AVAILABLE DATA Block Start

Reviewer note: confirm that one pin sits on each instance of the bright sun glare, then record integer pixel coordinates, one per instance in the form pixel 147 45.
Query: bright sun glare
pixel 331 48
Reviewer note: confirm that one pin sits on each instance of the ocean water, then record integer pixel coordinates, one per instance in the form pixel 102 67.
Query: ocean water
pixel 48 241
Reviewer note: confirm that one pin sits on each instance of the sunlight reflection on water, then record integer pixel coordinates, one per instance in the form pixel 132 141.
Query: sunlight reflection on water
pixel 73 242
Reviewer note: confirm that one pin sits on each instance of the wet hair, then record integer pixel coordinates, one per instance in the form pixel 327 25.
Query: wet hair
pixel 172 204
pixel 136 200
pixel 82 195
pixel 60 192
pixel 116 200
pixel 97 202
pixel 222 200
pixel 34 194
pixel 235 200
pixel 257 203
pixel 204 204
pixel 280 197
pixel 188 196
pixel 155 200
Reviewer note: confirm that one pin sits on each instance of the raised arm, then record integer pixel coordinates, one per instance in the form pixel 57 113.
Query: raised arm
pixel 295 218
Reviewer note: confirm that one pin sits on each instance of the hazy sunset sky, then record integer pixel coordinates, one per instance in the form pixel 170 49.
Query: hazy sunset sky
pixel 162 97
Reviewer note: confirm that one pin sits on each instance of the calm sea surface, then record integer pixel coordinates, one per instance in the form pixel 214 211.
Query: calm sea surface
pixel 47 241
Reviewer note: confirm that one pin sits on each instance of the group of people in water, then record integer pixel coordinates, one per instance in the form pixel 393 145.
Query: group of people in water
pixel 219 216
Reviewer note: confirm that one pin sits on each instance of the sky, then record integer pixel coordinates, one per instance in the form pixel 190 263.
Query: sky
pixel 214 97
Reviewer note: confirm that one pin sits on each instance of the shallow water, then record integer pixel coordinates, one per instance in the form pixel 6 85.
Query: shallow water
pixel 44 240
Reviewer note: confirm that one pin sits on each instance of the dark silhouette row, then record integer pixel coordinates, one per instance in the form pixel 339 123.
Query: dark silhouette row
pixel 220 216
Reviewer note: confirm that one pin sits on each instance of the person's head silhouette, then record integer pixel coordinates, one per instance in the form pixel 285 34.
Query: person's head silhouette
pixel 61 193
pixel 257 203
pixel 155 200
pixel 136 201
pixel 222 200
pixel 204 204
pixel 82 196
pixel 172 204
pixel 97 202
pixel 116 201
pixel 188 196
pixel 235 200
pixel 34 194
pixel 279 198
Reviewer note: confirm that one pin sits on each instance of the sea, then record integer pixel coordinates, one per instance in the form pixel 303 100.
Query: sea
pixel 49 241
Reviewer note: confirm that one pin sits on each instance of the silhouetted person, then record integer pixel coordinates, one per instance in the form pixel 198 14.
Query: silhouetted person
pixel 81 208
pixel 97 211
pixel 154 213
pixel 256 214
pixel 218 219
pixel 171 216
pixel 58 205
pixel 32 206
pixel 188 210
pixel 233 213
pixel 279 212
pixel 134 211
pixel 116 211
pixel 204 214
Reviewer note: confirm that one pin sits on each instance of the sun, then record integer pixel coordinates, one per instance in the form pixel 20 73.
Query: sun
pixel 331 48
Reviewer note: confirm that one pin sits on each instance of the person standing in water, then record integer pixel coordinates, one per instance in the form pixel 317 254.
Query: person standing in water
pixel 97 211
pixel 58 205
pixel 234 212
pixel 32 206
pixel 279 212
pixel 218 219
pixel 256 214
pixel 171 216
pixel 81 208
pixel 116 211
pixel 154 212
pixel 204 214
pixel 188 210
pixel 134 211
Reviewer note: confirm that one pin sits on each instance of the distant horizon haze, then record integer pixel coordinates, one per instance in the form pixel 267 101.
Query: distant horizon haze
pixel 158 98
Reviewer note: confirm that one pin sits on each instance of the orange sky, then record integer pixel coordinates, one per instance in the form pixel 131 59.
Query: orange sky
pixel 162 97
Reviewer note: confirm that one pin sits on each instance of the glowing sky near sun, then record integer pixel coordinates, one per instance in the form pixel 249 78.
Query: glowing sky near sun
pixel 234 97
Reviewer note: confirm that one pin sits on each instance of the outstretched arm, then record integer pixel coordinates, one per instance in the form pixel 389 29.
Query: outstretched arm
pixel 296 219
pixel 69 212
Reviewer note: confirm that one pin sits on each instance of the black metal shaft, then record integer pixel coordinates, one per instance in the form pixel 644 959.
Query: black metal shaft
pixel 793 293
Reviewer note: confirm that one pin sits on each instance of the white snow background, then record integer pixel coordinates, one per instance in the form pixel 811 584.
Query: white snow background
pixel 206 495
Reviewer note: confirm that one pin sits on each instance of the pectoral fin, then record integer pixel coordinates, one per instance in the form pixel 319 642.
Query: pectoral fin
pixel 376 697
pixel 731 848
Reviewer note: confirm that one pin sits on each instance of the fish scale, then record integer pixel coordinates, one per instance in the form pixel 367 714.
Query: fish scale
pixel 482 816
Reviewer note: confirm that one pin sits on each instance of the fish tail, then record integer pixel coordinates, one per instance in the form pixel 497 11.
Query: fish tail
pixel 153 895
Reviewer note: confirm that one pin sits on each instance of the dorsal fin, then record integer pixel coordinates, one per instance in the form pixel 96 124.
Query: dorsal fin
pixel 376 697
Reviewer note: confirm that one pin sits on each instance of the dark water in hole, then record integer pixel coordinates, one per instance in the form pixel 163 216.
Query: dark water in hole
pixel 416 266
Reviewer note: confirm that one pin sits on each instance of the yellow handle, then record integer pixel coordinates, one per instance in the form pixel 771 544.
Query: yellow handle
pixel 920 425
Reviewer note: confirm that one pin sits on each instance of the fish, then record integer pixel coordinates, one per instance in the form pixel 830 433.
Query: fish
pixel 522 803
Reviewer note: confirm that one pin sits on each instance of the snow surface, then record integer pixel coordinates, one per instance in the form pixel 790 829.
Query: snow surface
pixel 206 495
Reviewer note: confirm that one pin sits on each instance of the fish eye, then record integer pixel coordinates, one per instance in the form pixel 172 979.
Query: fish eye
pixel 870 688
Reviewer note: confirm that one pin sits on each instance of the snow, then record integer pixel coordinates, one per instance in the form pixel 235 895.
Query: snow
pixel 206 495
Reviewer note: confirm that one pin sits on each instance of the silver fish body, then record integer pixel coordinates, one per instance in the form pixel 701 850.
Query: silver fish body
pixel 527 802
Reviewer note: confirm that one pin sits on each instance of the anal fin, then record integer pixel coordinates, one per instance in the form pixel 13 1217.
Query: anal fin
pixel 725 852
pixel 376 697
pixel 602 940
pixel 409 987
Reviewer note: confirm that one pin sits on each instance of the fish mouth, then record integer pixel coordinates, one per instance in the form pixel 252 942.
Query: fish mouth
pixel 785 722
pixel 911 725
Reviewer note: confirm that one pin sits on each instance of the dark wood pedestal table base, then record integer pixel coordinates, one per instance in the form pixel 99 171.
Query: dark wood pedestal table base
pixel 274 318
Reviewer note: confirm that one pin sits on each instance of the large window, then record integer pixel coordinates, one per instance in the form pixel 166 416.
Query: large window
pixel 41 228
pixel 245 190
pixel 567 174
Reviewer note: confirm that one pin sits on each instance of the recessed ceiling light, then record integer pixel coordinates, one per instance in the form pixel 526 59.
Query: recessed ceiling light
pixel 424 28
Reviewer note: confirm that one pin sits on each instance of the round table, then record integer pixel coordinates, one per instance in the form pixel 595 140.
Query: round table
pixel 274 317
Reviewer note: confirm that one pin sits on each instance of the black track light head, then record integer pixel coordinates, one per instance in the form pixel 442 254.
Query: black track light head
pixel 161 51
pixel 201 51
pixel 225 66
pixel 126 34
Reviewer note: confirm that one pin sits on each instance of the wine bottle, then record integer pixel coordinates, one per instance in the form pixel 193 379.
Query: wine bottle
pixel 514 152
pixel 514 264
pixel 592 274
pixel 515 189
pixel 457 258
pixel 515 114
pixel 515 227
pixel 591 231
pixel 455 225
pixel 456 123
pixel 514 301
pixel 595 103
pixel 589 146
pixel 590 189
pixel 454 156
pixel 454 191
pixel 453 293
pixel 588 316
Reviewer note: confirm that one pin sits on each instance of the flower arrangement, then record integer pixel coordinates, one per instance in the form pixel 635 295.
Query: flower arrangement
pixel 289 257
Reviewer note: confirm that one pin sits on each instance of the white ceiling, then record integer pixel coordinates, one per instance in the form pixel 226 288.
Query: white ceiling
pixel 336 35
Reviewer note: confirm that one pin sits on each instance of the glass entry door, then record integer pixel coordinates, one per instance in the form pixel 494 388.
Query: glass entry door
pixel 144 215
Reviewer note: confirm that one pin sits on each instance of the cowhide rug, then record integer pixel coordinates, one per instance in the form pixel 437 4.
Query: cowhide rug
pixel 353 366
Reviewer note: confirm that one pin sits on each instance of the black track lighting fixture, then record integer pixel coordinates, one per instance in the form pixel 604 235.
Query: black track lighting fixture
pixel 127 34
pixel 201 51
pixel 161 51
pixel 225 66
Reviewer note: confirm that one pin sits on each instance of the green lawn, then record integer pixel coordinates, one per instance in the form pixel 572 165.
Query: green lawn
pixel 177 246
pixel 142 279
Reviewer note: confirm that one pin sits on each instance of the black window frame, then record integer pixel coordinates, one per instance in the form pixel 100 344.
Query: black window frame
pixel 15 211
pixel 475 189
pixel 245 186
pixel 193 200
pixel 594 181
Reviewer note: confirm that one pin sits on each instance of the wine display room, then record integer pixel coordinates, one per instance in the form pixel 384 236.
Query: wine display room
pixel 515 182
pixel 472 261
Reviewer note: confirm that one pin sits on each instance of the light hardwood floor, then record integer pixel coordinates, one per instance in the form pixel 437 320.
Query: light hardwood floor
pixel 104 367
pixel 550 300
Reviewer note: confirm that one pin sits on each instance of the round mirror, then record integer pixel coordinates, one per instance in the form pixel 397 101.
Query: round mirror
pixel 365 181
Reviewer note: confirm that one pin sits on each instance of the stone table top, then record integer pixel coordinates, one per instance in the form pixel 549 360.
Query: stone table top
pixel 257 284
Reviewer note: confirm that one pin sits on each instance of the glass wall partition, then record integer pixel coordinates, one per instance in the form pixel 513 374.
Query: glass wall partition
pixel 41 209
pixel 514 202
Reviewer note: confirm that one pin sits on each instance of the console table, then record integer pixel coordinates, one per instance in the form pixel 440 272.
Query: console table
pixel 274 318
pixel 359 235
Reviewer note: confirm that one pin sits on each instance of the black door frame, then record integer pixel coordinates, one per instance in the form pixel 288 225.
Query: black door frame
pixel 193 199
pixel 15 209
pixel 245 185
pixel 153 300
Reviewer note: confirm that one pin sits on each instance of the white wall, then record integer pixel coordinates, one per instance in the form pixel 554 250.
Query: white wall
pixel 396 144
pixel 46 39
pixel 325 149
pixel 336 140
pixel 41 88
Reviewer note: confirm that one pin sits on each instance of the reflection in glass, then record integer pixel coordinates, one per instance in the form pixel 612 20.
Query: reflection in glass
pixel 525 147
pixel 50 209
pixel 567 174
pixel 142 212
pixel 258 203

AVAILABLE DATA Block End

From the data above, output exactly the lines between the one containing "Query: black door frame" and the one containing "pixel 612 20.", counting both of them.

Query: black door frame
pixel 193 199
pixel 15 209
pixel 245 185
pixel 153 300
Reviewer note: confirm that one pin sits on each instance of the white wall, then record integer pixel coordinates, one per instance in the form pixel 554 250.
Query: white wall
pixel 396 144
pixel 46 39
pixel 325 149
pixel 336 140
pixel 41 88
Reviewer note: confirm that one pin sits on each instance of the reflection in glass, then record integer pixel coordinates, one per instance in the form pixel 612 20.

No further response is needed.